* Tâche 1
Transformez en liste numérotée tout ce qui va, dans les entrées, de la ligne contenant « of the bare » jusqu'à la fin des entrées, bornes incluses. Laissez de côté les lignes vides.
===== Extrait fourni
C’est un Anversois encore que Jean Van Beers, mais il appartient à une sphère supérieure.

Né le 2!i février 1824, il était fils d’un distillateur. Ayant perdu son père de bonne heure, il fut élevé par sa mère et ses sœurs, et garda toute sa vie de cette éducation féminine un peu de faiblesse, d’indécision et de timidité dans le caractère, une vive sensibilité nerveuse, une disposition aux sentimens doux et affectueux qui se manifestent à chaque ligne dans ses œuvres.

Il fit ses études classiques en français au petit séminaire de Malines. Ce fut à la suite d’une lecture du Lion de Flandre, de Conscience, qu’il résolut de devenir Flamand par la langue comme il l’était déjà par les sentimens et les idées. Sans vocation pour l’état ecclésiastique, il devint successivement professeur dans un collège de Malines, puis bibliothécaire adjoint de la ville d’Anvers, et professeur de flamand à l’école normale de Lierre. Il se maria alors et eut plusieurs enfans dont l’aîné est le peintre bien connu à Paris.
==========
* Tâche 2
Restituez à l'identique l'intégralité de l'extrait sur Jean Van Beers.
===== Entrées fournies
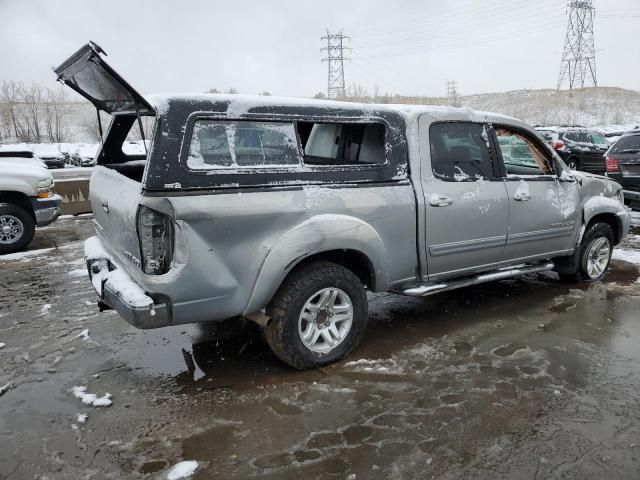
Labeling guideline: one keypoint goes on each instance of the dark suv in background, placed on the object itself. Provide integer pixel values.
(580, 148)
(623, 166)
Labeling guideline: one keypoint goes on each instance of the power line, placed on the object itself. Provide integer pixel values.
(458, 27)
(473, 41)
(579, 55)
(452, 93)
(335, 59)
(486, 9)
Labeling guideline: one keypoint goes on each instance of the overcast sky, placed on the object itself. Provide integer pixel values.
(408, 47)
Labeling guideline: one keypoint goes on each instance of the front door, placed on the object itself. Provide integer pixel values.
(466, 200)
(542, 209)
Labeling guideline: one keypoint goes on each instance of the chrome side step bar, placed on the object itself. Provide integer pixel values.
(500, 274)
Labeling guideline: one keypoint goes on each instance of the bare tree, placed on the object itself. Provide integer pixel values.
(56, 109)
(12, 115)
(32, 102)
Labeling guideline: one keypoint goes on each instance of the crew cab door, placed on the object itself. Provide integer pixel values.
(543, 210)
(466, 205)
==========
* Réponse complète 1
1. Labeling guideline: one keypoint goes on each instance of the bare tree, placed on the object itself. Provide integer pixel values.
2. (56, 109)
3. (12, 115)
4. (32, 102)
5. Labeling guideline: one keypoint goes on each instance of the crew cab door, placed on the object itself. Provide integer pixel values.
6. (543, 210)
7. (466, 205)

* Réponse complète 2
C’est un Anversois encore que Jean Van Beers, mais il appartient à une sphère supérieure.

Né le 2!i février 1824, il était fils d’un distillateur. Ayant perdu son père de bonne heure, il fut élevé par sa mère et ses sœurs, et garda toute sa vie de cette éducation féminine un peu de faiblesse, d’indécision et de timidité dans le caractère, une vive sensibilité nerveuse, une disposition aux sentimens doux et affectueux qui se manifestent à chaque ligne dans ses œuvres.

Il fit ses études classiques en français au petit séminaire de Malines. Ce fut à la suite d’une lecture du Lion de Flandre, de Conscience, qu’il résolut de devenir Flamand par la langue comme il l’était déjà par les sentimens et les idées. Sans vocation pour l’état ecclésiastique, il devint successivement professeur dans un collège de Malines, puis bibliothécaire adjoint de la ville d’Anvers, et professeur de flamand à l’école normale de Lierre. Il se maria alors et eut plusieurs enfans dont l’aîné est le peintre bien connu à Paris.